- INSTRUCTIONS TO FOLLOW -
When you reach the line containing "Where exactly is the hand" in the entries below, start writing out each line exactly, and stop after the line containing "Where exactly is the dark stained".

- Items from a dataset -
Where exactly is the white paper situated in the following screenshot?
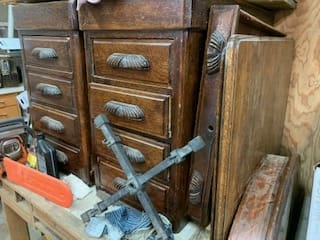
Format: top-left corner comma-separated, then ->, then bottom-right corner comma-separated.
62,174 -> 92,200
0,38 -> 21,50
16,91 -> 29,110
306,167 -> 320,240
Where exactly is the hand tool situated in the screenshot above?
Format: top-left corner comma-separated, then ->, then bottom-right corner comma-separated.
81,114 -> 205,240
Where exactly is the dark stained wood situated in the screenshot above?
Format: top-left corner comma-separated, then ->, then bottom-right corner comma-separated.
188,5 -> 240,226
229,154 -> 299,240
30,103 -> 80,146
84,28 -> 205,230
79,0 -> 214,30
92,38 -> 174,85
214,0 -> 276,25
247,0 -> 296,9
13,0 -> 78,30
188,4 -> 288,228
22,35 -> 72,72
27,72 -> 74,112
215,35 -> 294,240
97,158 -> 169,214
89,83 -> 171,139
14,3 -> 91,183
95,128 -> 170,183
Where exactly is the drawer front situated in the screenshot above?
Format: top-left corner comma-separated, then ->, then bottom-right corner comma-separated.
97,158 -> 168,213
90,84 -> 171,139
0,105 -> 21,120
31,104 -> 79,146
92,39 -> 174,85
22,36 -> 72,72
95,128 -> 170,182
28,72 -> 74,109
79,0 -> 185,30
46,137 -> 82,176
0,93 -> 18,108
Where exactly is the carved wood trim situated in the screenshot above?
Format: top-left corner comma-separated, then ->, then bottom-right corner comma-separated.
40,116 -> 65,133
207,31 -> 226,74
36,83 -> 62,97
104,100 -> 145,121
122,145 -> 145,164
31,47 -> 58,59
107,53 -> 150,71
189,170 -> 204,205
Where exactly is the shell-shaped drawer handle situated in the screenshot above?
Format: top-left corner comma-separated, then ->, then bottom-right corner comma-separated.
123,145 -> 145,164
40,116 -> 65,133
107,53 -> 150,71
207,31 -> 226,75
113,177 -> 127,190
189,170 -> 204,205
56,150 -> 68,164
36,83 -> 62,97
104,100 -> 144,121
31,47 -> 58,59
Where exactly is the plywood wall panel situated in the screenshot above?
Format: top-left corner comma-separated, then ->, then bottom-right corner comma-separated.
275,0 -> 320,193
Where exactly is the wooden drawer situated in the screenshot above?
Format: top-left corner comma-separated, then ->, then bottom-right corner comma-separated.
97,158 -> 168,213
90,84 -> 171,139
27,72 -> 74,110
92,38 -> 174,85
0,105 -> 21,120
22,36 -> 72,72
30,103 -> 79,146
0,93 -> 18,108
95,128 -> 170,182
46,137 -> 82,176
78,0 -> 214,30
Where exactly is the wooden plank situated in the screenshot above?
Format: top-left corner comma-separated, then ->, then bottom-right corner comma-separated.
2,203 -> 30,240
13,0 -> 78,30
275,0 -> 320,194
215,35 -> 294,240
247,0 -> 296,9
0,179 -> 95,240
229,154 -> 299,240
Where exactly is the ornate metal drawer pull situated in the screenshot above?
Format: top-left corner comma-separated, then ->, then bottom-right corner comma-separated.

==

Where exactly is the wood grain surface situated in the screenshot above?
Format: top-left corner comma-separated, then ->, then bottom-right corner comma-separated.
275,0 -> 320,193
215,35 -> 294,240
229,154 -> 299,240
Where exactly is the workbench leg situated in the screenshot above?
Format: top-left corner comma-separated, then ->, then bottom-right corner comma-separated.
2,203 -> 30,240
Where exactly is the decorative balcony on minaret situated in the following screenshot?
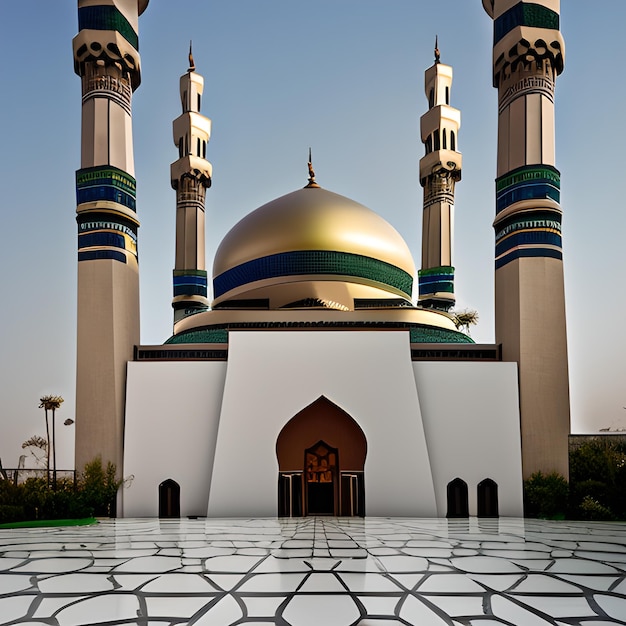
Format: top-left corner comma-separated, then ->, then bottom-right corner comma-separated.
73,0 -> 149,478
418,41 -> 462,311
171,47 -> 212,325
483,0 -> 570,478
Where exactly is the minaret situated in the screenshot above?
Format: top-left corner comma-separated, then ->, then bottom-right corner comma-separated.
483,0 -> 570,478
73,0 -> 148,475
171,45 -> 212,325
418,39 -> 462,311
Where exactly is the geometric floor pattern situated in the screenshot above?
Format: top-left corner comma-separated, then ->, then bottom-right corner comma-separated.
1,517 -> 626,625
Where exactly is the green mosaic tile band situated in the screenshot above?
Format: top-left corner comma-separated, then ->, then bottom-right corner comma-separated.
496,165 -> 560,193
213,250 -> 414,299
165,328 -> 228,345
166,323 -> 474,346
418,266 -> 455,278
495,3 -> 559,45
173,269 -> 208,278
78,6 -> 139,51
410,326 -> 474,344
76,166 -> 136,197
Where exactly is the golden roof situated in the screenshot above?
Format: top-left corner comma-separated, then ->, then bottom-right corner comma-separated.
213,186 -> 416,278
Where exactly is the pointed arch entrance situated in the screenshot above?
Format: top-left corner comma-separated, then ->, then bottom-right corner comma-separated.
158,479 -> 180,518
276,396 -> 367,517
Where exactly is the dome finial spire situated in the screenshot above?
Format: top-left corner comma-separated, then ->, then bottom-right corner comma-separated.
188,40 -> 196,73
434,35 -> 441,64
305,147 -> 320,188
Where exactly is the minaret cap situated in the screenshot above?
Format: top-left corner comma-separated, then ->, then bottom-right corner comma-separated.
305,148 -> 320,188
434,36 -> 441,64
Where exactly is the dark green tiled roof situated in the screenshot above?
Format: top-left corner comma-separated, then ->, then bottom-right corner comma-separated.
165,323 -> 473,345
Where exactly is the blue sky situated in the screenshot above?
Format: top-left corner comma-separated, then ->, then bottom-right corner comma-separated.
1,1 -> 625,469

- RESULT OF THIS TASK -
Where exactly is the hand tool situated in the screenshot above?
Format: top-left corner comma-separated, then ->, then bottom-right corner comma-separated.
81,114 -> 205,240
Where exactly is the dark stained wood situated in the screenshot above?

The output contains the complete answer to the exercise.